* START Information supplied *

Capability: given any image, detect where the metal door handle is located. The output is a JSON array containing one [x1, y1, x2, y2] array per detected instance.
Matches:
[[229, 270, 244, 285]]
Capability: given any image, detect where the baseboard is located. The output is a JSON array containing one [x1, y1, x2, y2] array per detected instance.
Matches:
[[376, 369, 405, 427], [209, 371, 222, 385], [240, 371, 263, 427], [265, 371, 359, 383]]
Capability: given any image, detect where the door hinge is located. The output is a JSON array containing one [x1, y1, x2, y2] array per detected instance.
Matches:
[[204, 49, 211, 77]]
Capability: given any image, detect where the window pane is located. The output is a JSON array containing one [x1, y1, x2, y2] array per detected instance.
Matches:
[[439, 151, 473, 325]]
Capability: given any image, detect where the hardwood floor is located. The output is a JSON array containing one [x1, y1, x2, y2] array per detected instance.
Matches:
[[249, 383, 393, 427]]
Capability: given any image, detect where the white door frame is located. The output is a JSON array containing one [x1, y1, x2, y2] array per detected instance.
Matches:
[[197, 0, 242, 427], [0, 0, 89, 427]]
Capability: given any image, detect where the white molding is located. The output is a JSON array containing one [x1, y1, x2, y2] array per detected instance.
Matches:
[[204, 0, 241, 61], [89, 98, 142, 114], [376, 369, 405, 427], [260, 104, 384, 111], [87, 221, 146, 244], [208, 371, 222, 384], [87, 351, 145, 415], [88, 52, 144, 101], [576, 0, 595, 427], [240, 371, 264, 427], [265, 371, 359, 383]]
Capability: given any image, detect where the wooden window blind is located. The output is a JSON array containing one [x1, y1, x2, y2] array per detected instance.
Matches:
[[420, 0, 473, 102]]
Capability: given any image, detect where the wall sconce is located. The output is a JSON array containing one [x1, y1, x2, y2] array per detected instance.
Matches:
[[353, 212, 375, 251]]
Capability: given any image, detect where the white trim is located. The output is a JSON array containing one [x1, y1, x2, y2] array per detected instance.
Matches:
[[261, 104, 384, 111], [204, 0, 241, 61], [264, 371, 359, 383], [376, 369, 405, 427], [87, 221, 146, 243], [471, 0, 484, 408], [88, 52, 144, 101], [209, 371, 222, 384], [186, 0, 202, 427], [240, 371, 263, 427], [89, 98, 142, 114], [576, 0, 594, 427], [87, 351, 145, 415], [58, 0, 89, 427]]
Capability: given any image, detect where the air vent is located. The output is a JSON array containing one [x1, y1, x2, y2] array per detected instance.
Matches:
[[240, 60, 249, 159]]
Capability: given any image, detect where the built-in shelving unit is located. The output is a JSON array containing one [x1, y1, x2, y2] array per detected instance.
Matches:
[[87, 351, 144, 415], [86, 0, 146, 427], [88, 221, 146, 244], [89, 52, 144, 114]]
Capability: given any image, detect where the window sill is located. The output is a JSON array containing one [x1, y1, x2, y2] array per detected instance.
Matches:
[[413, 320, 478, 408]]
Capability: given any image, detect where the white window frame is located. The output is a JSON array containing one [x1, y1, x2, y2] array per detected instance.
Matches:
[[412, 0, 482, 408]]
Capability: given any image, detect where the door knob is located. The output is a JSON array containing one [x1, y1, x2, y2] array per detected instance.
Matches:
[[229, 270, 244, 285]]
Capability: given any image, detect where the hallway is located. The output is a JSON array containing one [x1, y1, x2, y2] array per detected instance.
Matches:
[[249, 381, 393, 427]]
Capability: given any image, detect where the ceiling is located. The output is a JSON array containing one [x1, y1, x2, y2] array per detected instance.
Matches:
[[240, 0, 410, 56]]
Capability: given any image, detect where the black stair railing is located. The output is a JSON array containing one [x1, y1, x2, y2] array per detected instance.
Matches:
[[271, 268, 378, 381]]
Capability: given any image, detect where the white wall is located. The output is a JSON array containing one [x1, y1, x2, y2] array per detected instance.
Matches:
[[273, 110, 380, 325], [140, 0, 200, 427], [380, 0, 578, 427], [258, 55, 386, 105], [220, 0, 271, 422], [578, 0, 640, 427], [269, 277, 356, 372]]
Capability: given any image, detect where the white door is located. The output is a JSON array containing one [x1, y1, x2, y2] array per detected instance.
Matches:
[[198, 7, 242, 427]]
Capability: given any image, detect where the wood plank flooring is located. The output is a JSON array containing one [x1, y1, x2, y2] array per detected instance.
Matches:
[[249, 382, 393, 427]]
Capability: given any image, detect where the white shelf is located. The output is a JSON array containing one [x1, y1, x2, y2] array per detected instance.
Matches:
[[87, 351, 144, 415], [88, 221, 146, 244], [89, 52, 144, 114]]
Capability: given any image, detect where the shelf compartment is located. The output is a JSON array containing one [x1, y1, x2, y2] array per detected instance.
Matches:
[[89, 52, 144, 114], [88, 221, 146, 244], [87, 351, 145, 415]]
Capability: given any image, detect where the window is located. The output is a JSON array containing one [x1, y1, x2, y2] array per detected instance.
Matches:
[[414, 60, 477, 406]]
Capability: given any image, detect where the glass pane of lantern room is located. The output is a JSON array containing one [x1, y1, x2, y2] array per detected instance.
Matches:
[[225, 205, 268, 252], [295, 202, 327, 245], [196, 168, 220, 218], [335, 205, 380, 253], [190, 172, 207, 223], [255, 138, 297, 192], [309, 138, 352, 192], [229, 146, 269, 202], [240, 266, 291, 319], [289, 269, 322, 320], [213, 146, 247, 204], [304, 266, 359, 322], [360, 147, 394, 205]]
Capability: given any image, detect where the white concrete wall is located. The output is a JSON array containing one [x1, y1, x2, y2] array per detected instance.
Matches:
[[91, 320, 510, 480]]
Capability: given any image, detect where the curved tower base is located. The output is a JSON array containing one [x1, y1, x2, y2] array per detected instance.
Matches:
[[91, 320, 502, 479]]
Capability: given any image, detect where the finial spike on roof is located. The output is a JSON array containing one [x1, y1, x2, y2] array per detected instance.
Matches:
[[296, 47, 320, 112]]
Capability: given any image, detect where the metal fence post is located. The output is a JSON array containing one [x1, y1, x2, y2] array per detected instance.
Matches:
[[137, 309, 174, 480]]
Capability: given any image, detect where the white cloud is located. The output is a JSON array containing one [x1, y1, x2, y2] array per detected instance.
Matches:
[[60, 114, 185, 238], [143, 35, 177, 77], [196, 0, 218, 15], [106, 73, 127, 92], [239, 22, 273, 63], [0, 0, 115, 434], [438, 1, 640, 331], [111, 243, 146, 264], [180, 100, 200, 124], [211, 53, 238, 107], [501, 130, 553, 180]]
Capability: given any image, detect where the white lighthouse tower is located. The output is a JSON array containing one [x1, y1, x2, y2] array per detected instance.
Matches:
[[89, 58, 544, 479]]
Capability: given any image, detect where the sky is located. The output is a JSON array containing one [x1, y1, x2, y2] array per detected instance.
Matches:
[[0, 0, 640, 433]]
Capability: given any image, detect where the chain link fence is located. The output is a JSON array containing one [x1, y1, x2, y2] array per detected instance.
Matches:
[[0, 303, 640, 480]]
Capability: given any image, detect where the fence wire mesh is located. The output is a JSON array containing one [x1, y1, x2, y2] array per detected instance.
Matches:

* END Information supplied *

--- What is asked ---
Rescale the stretch of material from the line containing "Capability: given any image, detect where the white molding" through the line containing "[[420, 0, 473, 102]]". Write out every line in it, multiply each box coordinate in the answers by 0.3, round to whole numbers with halves going up, keep all other text the same, and give only these lines.

--- Answer to the problem ---
Capability: given any image, detect where the white molding is located. The output is a JSON array containing one [x1, y1, x2, y2] array per detected instance.
Matches:
[[61, 0, 72, 18], [27, 29, 43, 34], [113, 111, 122, 128], [78, 31, 115, 33], [26, 66, 44, 73], [62, 111, 67, 115], [26, 105, 44, 125], [26, 16, 43, 30], [173, 0, 179, 128], [72, 111, 79, 128], [80, 111, 108, 115]]
Capability: given any image, detect where the wooden window blind is located. The output is a JSON array containing one [x1, y1, x2, y2] array per detected instance.
Matches:
[[126, 0, 142, 31]]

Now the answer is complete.